[Your goal]: Copy exactly everything from the line containing "Where can you see the stone building" down to the line containing "column 78, row 84", including both of those lines.

[Location identification items]:
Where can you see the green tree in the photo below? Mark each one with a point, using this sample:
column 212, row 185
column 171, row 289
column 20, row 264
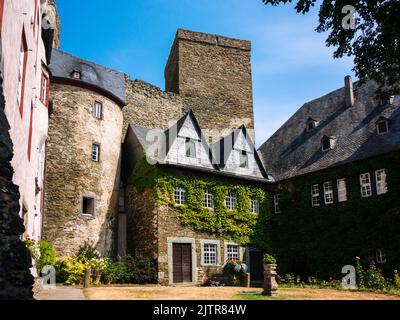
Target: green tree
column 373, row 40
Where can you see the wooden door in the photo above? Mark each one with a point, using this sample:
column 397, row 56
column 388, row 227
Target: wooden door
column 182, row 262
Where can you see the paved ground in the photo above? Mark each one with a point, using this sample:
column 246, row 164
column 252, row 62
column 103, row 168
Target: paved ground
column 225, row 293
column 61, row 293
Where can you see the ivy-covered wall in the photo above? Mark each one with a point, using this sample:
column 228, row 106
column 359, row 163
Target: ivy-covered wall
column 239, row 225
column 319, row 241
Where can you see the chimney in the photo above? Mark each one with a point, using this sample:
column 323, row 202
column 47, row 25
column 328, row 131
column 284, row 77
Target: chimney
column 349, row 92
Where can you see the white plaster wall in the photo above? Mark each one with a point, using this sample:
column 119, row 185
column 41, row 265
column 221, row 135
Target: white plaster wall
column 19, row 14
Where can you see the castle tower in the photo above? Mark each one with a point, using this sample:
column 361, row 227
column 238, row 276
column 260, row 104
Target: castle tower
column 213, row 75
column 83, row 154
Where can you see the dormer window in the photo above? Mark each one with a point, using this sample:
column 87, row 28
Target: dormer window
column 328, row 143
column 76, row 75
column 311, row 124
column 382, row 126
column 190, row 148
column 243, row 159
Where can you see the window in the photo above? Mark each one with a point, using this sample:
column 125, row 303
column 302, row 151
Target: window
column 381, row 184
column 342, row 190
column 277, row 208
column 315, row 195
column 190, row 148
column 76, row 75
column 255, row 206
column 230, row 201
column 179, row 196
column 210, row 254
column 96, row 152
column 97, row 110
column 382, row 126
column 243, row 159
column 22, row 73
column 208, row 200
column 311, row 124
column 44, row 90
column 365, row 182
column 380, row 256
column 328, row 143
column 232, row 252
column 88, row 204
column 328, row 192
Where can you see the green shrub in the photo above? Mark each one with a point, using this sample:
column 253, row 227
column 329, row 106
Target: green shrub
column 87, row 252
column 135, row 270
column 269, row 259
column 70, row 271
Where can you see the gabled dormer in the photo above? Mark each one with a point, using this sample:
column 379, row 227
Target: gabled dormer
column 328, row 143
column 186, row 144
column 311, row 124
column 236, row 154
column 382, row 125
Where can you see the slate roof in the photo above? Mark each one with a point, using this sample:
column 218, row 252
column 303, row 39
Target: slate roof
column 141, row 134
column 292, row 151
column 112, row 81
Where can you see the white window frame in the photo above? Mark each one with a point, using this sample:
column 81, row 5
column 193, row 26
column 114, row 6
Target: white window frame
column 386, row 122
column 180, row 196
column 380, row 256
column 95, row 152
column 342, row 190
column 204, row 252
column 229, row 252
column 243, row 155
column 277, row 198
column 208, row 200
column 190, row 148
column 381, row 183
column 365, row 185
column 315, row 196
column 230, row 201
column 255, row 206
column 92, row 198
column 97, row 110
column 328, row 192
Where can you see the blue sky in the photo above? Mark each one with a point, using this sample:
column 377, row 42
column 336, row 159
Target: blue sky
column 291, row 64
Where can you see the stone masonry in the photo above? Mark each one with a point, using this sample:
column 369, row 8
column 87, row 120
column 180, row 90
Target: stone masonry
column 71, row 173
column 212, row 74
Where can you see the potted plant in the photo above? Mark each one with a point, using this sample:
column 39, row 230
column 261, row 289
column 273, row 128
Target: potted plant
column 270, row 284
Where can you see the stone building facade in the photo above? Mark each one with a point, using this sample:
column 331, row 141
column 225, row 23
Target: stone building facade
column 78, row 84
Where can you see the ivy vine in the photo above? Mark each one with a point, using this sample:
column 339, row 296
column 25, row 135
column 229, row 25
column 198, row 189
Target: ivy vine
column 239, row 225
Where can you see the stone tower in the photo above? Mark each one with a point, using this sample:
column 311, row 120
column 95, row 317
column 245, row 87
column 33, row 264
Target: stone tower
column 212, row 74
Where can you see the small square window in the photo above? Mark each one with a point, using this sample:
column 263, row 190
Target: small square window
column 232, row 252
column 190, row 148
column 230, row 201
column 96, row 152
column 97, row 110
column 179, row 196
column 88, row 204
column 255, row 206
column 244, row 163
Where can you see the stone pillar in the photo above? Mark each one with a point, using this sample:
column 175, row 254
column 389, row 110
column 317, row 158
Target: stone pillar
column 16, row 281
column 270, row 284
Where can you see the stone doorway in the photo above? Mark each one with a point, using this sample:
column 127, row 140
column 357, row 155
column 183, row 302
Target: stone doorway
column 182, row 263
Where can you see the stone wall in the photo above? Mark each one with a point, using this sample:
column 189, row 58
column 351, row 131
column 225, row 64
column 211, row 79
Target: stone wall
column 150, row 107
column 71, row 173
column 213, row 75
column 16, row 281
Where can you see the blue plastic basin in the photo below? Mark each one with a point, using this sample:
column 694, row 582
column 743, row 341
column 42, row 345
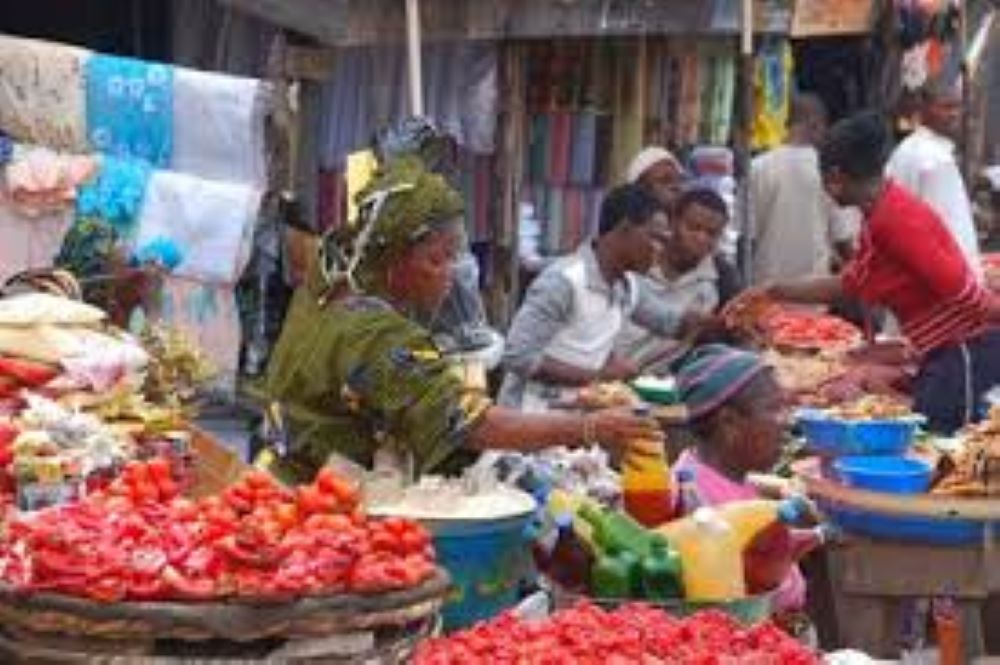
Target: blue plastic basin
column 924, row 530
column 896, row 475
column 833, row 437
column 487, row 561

[Answer for this exercise]:
Where can you see the stone building facade in the photo above? Mark each one with a point, using this sample:
column 331, row 141
column 225, row 23
Target: stone building facade
column 78, row 84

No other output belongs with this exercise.